PROBLEM REQUIREMENTS :: Rewrite the listing below with "instance" swapped for "object" everywhere it appears, keeping everything else the same.

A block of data
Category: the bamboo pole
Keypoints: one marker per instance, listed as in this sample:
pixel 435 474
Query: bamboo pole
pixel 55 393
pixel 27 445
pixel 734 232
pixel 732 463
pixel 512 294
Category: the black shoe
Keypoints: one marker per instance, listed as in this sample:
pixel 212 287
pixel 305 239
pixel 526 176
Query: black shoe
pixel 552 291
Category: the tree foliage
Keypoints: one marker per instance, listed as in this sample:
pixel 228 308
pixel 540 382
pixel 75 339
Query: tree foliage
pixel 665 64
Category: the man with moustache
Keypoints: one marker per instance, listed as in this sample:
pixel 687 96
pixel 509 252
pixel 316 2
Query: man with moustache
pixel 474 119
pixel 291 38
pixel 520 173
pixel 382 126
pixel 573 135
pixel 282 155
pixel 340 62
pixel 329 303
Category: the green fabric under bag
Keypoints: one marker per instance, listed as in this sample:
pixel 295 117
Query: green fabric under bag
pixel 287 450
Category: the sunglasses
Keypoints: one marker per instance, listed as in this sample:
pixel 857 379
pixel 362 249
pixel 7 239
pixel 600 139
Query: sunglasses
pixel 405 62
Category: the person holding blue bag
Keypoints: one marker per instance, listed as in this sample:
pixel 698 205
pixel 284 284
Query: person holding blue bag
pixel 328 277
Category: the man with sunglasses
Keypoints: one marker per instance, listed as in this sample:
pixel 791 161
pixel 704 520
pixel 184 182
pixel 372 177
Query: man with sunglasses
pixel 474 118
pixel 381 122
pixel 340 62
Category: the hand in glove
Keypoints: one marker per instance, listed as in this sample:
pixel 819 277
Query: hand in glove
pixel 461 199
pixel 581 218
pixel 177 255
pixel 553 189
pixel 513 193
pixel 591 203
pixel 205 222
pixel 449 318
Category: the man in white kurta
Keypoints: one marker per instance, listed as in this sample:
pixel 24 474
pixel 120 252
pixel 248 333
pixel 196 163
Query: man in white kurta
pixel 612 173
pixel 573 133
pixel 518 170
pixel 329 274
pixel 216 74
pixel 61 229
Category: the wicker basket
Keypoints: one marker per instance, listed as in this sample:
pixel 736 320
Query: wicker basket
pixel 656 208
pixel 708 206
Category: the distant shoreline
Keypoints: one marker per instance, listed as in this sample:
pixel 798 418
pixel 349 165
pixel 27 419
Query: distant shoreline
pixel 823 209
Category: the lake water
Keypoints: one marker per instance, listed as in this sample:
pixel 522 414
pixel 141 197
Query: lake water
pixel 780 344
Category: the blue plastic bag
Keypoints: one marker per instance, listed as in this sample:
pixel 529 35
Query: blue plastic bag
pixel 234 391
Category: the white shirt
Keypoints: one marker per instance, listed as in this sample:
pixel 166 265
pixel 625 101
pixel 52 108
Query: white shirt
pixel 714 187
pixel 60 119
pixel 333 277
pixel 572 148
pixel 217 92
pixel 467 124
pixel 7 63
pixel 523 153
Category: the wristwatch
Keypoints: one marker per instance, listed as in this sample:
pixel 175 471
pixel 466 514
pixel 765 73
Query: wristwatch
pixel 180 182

RESULT BELOW ::
Category: the bamboo pole
Keypoints: one marker per object, listed as in this sample:
pixel 435 474
Query: bamboo pole
pixel 55 393
pixel 27 445
pixel 734 232
pixel 732 463
pixel 512 294
Category: the black shoe
Keypoints: one marker per object, listed as in this sample:
pixel 212 287
pixel 305 239
pixel 526 176
Query: black shoe
pixel 552 291
Category: the tree foliage
Keypoints: one marker per object, listed as in this sample:
pixel 228 308
pixel 540 382
pixel 75 339
Query: tree foliage
pixel 665 64
Category: the man with moustache
Keypoints: one marker per object, listed as in this sample:
pixel 687 96
pixel 509 252
pixel 316 2
Query: man with moustache
pixel 474 119
pixel 291 38
pixel 520 173
pixel 382 126
pixel 573 135
pixel 282 155
pixel 340 62
pixel 329 303
Category: the green fabric under bag
Keypoints: one marker per object, listed as in this sample:
pixel 295 117
Query: green fabric under bag
pixel 287 450
Category: the sunglasses
Keypoints: one marker per object, listed as in this sample:
pixel 857 379
pixel 362 249
pixel 7 239
pixel 600 139
Query: sunglasses
pixel 405 62
Category: the person holding blue bag
Keypoints: one marker per object, listed as in this sample:
pixel 698 205
pixel 284 284
Query: person holding blue bag
pixel 328 277
Category: the man with sunglasses
Keypoints: one marker per object, listed as in this sample:
pixel 791 161
pixel 704 520
pixel 184 182
pixel 372 177
Query: man with sunglasses
pixel 474 118
pixel 381 122
pixel 340 62
Category: the hand in glove
Keypoints: one marker per object, listed as in this sample:
pixel 819 277
Query: hand in glove
pixel 461 199
pixel 581 218
pixel 177 255
pixel 553 189
pixel 513 193
pixel 591 203
pixel 205 222
pixel 449 318
Category: the man in white kurta
Keypoints: one marker per object, listed as in this sample:
pixel 24 474
pixel 120 252
pixel 248 333
pixel 196 163
Query: man in white kurta
pixel 612 173
pixel 573 133
pixel 518 170
pixel 329 274
pixel 216 74
pixel 61 229
Category: the wicker basket
Keypoints: one marker per object, listed as in this sample:
pixel 736 320
Query: wicker basket
pixel 656 208
pixel 708 206
Category: the distant shoreline
Keypoints: one marker per object, listed as in this sample:
pixel 798 418
pixel 349 165
pixel 27 419
Query: distant shoreline
pixel 823 209
Category: the lake water
Keypoints: one marker per object, listed as in this sample:
pixel 522 414
pixel 141 197
Query: lake water
pixel 780 344
Category: the blue plastic bag
Keypoints: one marker per object, listed as in this sample:
pixel 529 35
Query: blue plastic bag
pixel 234 391
Category: the white shirt
Keypoints: one marker per object, listed as in this sample:
pixel 166 265
pixel 625 101
pixel 52 108
Query: white shirt
pixel 714 187
pixel 60 119
pixel 333 277
pixel 572 148
pixel 217 92
pixel 467 124
pixel 7 63
pixel 523 153
Category: the wristwatch
Keypoints: one marker per object, listed as in this sample:
pixel 175 471
pixel 466 514
pixel 765 73
Query: wristwatch
pixel 180 182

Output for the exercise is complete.